**What you are asked to do**
In this exercise, each record below is to be written out again exactly.

┌─ Records supplied

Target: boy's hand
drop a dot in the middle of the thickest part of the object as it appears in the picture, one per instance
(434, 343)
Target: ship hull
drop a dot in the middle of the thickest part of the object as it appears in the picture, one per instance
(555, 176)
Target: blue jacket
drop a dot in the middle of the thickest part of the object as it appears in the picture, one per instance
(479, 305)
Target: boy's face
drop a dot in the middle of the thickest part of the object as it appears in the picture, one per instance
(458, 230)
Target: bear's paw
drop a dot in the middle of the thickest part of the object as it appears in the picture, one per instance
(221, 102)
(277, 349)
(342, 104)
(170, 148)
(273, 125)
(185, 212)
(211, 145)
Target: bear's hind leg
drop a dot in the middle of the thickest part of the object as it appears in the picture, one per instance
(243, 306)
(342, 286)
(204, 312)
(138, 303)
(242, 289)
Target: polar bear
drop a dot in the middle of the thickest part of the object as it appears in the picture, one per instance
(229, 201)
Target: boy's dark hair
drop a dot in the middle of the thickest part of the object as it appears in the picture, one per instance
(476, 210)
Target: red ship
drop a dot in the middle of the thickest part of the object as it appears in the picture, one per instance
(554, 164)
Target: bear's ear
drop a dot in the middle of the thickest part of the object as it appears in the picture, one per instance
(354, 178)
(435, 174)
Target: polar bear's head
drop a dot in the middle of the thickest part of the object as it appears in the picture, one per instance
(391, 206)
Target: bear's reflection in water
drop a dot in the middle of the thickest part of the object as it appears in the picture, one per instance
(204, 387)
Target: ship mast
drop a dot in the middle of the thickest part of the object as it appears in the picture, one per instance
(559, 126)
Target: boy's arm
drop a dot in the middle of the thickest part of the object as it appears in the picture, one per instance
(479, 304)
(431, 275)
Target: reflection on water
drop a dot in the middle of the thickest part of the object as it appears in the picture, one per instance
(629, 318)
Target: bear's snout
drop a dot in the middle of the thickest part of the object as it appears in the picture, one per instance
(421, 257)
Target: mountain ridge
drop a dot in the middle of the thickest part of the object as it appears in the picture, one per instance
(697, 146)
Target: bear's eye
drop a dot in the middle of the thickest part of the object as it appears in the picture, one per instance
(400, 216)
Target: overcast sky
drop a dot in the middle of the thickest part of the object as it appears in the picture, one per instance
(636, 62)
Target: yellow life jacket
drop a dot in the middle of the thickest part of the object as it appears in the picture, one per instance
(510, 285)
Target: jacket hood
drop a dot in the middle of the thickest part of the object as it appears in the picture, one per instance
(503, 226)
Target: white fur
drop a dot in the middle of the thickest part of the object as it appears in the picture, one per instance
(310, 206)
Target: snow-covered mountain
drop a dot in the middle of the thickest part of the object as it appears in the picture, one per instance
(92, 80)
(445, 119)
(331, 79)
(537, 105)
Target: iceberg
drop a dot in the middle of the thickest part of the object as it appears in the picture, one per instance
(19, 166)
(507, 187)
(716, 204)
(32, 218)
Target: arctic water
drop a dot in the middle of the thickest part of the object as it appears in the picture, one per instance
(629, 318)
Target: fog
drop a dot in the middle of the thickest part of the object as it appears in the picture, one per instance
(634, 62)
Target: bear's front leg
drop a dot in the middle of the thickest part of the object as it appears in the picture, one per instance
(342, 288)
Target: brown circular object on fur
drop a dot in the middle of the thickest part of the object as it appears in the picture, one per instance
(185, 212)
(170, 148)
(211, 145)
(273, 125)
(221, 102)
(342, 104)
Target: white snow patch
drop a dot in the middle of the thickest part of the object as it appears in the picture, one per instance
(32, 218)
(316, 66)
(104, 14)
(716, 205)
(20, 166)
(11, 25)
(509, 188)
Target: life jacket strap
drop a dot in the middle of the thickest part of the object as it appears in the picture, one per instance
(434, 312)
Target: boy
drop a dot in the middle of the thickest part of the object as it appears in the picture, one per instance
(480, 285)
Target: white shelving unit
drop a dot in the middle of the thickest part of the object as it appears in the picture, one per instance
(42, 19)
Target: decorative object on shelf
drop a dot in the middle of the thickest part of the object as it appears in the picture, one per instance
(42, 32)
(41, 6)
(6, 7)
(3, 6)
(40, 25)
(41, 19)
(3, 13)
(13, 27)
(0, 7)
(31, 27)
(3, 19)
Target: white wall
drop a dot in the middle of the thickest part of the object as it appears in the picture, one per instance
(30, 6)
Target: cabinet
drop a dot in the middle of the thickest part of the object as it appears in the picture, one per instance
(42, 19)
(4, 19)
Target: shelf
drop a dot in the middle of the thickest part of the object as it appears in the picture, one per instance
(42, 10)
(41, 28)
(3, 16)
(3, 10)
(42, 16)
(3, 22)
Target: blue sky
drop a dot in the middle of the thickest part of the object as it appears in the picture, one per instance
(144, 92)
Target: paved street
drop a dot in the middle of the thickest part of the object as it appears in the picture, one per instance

└─

**Answer for the task**
Target: boy's hand
drop a dot in the middle of the thickest part of the object as it appears in the picture, one per instance
(434, 343)
Target: ship hull
drop a dot in the middle of the thickest part of the object as it appears in the picture, one per instance
(555, 176)
Target: blue jacket
drop a dot in the middle of the thickest part of the object as it appears in the picture, one per instance
(479, 305)
Target: boy's face
drop a dot in the middle of the thickest part of the object as it appears in the picture, one per instance
(458, 230)
Target: bear's paw
drop a dot in the middle of the thickest part of the object as it appears in the picture, one per instance
(221, 102)
(277, 349)
(342, 104)
(170, 148)
(273, 125)
(185, 212)
(211, 145)
Target: bear's hind leg
drop a dot in the middle of the thickest part of the object as it appears in the picture, one per instance
(243, 306)
(342, 286)
(204, 312)
(138, 303)
(242, 289)
Target: polar bear
drop a dot in the middle of the thickest part of the object as it appears in the picture, one per instance
(229, 201)
Target: boy's dark hair
drop a dot in the middle of the thickest part of the object as it appears in the picture, one per instance
(476, 210)
Target: red ship
drop a dot in the middle of the thickest part of the object as it appears in the picture, one per instance
(554, 164)
Target: bear's ear
drop a dot in the middle of the thickest part of the object as it appears in the picture, one per instance
(354, 178)
(435, 174)
Target: polar bear's head
drop a dot in the middle of the thickest part of the object as it appears in the picture, one per instance
(391, 206)
Target: bear's reflection in water
drop a dot in the middle of the thickest part of the object as it appears in the picture, one per instance
(204, 387)
Target: ship mast
drop a dot in the middle of the thickest part of the object as it appears in the picture, one per instance
(559, 126)
Target: boy's arm
drop a dot in the middle of the thickest part of the object as it appears in the picture, one per instance
(479, 304)
(431, 275)
Target: reflection on water
drop a dot in the middle of the thickest part of the object as it appears in the picture, one per instance
(629, 318)
Target: bear's snout
drop a dot in the middle of the thickest part of the object as it appears in the picture, one per instance
(421, 257)
Target: mountain ridge
drop a dot in the middle of the thickest part of the object as it appears in the picture, one per instance
(697, 146)
Target: bear's eye
drop a dot in the middle of the thickest part of the object as it appears in the picture, one per instance
(400, 216)
Target: overcast sky
drop a dot in the middle of the thickest part of the object as it appears in the picture, one per instance
(636, 62)
Target: yellow life jacket
drop a dot in the middle of the thickest part of the object as it appears in the picture, one per instance
(510, 285)
Target: jacket hood
drop a dot in the middle of the thickest part of the object as it appears in the picture, one per instance
(503, 226)
Target: white fur
drop a dot in the middle of the thickest part of the object as it appears in the picture, one per instance
(310, 206)
Target: snow-covered mountain
drop a dot in the middle of the thickest part of the object as it appears in the picture, one per instance
(92, 80)
(445, 119)
(331, 79)
(537, 105)
Target: iceberg
drop a dot in the middle of the thickest part of the object as it appears in the picture, one per instance
(19, 166)
(507, 187)
(716, 204)
(32, 218)
Target: arctic water
drop a dot in the middle of the thickest part of the object as it appears in the picture, one per instance
(629, 318)
Target: fog
drop a dot in the middle of the thickest part of the object as it appears in the picture, one per instance
(634, 62)
Target: bear's front leg
drop a dot in the middle of the thickest part of the object as it appears in the picture, one per instance
(342, 288)
Target: brown circular object on fur
drop a dot in the middle of the thickest part of the object as it appears in the picture, one per instance
(185, 212)
(170, 148)
(211, 145)
(273, 125)
(221, 102)
(342, 104)
Target: white snow patch
drop a dot in the middle of the thickest part of the object as it appears in the picture, one per instance
(32, 218)
(316, 66)
(104, 14)
(716, 205)
(20, 166)
(11, 25)
(509, 188)
Target: life jacket strap
drop a dot in the middle of the thickest part of the object as it appears in the picture, one per instance
(434, 312)
Target: boy
drop a dot in the middle of the thickest part of the object as it appears in the picture, one per instance
(480, 285)
Target: white shelving unit
drop a dot in the middle of the thickest part of the object as it appears in the picture, one per instance
(42, 19)
Target: decorative object on shelf
drop a dot in the middle of the thickest part of the object as it appears in the picture, one per instance
(42, 32)
(41, 6)
(6, 7)
(3, 6)
(40, 25)
(41, 19)
(3, 13)
(13, 27)
(0, 7)
(31, 27)
(3, 19)
Target: white wall
drop a dot in the middle of the thickest part of the object as it appears in the picture, one per instance
(30, 6)
Target: cabinet
drop a dot in the middle of the thickest part of the object as it appears in the picture, one per instance
(42, 19)
(4, 19)
Target: shelf
drop a dot in the middle of the thickest part of the object as it appears in the picture, one per instance
(42, 10)
(41, 28)
(3, 16)
(3, 10)
(42, 16)
(3, 22)
Target: blue sky
drop a dot in the middle of the thickest part of the object as it appears in the picture, one per instance
(144, 92)
Target: paved street
drop a dot in the middle of the thickest part of the object as it appears in the picture, one per instance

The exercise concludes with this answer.